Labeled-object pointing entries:
▼

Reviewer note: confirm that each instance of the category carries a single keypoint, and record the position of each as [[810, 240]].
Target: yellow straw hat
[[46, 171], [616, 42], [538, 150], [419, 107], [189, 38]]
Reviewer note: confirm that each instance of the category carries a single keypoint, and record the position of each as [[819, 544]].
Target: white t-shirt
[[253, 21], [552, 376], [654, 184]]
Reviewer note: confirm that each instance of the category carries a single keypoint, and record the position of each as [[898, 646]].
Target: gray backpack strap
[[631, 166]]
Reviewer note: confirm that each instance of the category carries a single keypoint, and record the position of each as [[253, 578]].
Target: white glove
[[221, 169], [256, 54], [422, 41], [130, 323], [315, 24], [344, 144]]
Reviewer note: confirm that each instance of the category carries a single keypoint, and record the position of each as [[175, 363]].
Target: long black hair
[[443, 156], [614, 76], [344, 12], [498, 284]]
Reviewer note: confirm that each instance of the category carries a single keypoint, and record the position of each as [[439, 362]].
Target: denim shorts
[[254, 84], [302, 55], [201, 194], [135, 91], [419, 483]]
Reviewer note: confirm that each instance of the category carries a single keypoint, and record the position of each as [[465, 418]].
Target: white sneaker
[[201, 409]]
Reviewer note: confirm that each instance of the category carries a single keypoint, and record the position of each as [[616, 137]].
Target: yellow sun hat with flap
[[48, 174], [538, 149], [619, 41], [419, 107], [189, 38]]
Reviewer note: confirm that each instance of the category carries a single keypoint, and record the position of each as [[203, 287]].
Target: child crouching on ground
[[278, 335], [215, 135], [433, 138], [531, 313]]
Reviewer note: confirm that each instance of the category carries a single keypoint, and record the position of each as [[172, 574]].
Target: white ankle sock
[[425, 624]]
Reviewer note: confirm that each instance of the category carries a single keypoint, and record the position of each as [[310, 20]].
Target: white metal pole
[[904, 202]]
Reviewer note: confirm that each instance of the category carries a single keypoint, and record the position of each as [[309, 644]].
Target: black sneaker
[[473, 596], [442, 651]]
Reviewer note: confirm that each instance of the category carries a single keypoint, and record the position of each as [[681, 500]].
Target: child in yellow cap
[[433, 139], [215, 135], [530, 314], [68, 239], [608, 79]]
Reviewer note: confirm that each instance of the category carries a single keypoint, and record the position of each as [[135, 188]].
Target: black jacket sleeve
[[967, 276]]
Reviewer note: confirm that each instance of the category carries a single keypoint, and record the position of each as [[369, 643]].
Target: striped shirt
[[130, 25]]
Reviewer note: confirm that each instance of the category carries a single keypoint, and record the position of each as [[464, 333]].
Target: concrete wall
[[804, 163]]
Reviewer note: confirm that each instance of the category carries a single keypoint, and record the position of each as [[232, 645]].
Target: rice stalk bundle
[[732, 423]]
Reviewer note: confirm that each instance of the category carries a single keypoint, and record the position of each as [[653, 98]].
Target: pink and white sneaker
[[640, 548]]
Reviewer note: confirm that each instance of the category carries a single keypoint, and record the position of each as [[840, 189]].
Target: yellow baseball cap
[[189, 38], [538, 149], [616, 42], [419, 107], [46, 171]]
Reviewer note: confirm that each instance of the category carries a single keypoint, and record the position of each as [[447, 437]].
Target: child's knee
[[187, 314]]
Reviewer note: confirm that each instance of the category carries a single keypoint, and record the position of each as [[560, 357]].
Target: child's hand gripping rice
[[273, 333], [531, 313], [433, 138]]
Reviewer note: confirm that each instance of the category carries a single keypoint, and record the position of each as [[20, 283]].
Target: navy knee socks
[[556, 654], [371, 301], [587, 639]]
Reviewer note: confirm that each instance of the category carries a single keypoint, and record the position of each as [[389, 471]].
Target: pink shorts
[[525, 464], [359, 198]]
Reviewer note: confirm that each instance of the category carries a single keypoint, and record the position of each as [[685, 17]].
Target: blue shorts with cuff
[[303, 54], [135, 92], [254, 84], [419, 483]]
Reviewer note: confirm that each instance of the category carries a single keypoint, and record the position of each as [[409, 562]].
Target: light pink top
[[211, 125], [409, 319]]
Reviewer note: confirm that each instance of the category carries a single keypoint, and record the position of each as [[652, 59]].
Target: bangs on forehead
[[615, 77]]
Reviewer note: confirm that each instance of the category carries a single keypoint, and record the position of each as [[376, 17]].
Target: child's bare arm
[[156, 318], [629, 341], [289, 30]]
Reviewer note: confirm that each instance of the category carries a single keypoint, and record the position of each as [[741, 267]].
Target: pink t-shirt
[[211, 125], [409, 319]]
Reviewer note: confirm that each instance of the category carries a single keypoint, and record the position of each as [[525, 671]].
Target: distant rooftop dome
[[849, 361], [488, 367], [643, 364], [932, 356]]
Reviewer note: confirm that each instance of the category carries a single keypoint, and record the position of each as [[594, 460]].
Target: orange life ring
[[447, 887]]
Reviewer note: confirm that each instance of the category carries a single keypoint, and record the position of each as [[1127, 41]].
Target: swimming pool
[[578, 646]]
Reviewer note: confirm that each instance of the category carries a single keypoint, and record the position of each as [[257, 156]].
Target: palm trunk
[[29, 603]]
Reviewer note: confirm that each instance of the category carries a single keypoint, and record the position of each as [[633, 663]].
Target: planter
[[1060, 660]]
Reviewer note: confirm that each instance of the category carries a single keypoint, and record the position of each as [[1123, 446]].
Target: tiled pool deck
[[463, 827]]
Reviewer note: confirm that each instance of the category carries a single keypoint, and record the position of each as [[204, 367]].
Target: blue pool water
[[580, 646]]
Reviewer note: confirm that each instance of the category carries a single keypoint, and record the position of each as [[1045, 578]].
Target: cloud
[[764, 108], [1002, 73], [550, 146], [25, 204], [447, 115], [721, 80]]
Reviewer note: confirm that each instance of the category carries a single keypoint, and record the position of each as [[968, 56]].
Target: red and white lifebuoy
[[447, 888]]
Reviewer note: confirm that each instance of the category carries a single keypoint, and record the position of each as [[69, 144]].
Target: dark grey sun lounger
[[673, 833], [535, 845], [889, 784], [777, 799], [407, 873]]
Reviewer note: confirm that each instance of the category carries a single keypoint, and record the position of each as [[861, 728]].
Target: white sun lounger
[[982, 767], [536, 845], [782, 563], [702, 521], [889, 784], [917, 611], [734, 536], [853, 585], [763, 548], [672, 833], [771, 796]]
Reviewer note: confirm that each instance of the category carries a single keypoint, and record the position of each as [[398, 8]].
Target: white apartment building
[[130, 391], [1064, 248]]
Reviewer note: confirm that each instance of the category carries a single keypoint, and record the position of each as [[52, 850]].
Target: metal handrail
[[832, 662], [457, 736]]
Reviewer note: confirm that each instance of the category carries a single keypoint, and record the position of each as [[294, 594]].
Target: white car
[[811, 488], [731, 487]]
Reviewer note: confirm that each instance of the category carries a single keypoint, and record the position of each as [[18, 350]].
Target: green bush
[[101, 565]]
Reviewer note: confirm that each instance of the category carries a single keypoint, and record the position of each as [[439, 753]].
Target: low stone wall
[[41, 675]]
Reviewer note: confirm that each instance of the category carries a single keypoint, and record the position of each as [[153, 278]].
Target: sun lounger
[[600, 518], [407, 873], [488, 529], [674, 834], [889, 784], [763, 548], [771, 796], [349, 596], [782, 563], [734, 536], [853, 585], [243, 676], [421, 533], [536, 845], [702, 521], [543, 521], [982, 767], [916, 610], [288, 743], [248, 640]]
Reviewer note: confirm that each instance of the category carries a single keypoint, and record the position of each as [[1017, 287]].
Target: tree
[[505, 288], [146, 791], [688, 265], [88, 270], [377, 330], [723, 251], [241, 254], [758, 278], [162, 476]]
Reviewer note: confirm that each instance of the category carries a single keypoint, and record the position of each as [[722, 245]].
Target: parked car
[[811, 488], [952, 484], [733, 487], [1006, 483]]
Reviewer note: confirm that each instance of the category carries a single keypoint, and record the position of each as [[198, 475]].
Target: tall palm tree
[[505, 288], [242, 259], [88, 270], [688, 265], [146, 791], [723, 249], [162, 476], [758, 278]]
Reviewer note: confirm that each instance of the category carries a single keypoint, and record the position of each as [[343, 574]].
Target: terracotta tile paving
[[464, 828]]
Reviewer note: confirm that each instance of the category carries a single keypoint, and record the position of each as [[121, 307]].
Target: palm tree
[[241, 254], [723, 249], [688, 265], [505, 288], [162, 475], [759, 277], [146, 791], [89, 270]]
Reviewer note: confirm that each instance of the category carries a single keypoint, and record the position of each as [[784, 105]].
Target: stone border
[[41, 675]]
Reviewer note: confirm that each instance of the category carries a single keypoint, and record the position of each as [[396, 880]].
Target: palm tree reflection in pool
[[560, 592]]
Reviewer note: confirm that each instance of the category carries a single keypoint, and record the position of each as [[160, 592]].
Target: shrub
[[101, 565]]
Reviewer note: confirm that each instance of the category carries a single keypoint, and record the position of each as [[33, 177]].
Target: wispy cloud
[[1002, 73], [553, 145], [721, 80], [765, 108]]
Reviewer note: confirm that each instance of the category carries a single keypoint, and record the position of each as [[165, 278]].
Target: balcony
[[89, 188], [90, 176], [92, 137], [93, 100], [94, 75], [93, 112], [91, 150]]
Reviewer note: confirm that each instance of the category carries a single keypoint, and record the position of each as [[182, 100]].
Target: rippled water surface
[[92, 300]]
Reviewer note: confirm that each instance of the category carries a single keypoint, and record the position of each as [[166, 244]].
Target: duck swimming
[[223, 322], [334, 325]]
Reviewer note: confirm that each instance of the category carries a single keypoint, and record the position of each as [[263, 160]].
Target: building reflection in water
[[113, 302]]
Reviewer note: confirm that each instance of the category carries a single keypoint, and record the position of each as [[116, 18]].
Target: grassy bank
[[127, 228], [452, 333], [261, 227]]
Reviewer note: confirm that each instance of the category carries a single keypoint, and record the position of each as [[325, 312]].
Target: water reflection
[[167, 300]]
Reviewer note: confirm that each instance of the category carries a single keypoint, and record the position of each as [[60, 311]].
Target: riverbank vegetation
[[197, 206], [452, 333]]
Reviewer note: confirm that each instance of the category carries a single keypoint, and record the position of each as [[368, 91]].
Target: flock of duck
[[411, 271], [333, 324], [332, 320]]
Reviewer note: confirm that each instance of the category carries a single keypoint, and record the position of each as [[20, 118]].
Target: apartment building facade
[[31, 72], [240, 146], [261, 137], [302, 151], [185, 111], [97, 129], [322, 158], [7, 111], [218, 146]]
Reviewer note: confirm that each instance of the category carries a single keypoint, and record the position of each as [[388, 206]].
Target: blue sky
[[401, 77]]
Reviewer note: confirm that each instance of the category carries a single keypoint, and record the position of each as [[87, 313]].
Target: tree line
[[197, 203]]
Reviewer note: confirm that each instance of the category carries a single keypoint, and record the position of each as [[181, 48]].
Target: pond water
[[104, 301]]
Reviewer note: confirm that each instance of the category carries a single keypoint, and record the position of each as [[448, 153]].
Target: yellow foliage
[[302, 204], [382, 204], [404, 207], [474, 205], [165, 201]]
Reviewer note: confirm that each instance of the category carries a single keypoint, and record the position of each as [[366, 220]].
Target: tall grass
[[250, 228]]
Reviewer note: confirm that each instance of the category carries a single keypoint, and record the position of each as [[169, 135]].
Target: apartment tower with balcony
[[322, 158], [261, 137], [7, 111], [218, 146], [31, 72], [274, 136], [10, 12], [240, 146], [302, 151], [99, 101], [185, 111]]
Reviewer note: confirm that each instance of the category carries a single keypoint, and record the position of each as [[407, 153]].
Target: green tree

▲

• GOAL: Arrange the entries as a Markdown table with the columns Row and Line, starting at the line that contains "as [[204, 367]]." and ending after the line that contains "[[673, 833], [535, 845], [889, 784], [777, 799], [407, 873]]". Put one line per row, numbered in order, and leave out any blank lines.

• SOLUTION TO THE PROBLEM:
| Row | Line |
|---|---|
| 1 | Reviewer note: confirm that each instance of the category carries a single keypoint, and record the position of each as [[204, 367]]. |
| 2 | Target: blue pool water |
| 3 | [[580, 646]] |
| 4 | Reviewer note: confirm that each instance of the category carries a single keypoint, and record the position of each as [[1045, 578]]. |
| 5 | Target: cloud |
| 6 | [[764, 108], [1002, 73], [550, 146], [25, 204], [447, 115], [721, 80]] |
| 7 | Reviewer note: confirm that each instance of the category carries a single keypoint, and record the position of each as [[968, 56]]. |
| 8 | Target: red and white lifebuoy |
| 9 | [[447, 888]] |
| 10 | Reviewer note: confirm that each instance of the category carries a single keypoint, and record the position of each as [[69, 144]]. |
| 11 | Target: dark grey sun lounger |
| 12 | [[673, 833], [535, 845], [889, 784], [777, 799], [407, 873]] |